■ **PROMPT**: The required output consists solely of the lines from the line containing "Could you point out the horse" through the end of the records, copied exactly.

[Collected data]
___

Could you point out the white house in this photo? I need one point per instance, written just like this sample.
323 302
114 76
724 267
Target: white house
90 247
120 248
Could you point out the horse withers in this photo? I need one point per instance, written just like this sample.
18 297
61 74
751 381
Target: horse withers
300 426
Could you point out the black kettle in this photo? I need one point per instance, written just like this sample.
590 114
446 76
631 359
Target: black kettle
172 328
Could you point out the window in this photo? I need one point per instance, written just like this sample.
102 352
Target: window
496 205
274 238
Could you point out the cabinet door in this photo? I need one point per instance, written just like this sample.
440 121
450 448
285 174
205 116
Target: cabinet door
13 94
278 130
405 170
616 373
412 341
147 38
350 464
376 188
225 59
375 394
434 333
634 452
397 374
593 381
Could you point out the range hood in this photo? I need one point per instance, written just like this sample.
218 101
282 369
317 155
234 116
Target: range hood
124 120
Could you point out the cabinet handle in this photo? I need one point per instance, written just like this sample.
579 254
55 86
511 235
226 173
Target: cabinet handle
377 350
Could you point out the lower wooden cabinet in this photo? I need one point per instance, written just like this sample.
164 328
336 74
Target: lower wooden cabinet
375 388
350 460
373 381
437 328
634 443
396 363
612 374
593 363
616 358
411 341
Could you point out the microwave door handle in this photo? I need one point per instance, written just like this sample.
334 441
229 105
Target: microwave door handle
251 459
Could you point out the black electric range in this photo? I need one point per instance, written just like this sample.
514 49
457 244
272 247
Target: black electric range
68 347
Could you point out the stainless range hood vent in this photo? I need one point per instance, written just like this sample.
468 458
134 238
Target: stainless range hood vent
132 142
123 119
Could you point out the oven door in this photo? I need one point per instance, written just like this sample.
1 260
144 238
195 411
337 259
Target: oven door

___

■ **FINAL RESULT**:
Could you point out the horse withers in this photo? I need one point per instance, written just like this sample.
18 297
61 74
751 381
Target: horse withers
300 426
Could you point out the black kettle in this photo? I need one point per instance, written just like this sample.
590 114
446 76
631 359
Target: black kettle
172 328
Could you point out the window in this photo? I need one point per instance, written just like this sample.
102 352
Target: window
496 205
274 238
Could you point out the cabinet door in this photo? I need one point per instance, written just like this sample.
440 121
450 448
285 174
205 116
Target: cabinet door
13 94
278 130
405 170
616 373
412 341
147 38
350 464
376 188
225 59
375 394
434 333
634 452
397 374
593 381
Could you point out the range hood in this photo? I need one point per instance, written just like this sample.
218 101
282 369
317 155
234 116
Target: range hood
124 120
Could you point out the cabinet handle in this photo? I need one point per instance, written just like this sample.
579 254
55 86
511 235
226 173
Target: cabinet handle
377 350
Could you point out the lower wooden cabinet in this photo? I need one point per instance, written just like this sample.
164 328
336 74
Target: lower wooden cabinet
375 388
350 460
373 381
437 328
634 443
396 363
612 374
593 363
616 358
411 341
Could you point out the microwave door handle in this photo? I need one point per instance, written just like this sample.
334 441
229 105
Target: microwave door handle
251 459
Could you point out the black electric range in this photo? I need one point per instance, written just like this sample.
514 49
457 244
272 247
Target: black electric range
68 347
Could you point out the stainless range hood vent in this photo? I need one point per instance, written just like this sample.
468 458
134 238
Target: stainless range hood vent
132 142
123 119
Could you point out the oven door in this photo? I need one point per instance, written just like this sample.
1 260
144 238
195 411
337 259
Target: oven door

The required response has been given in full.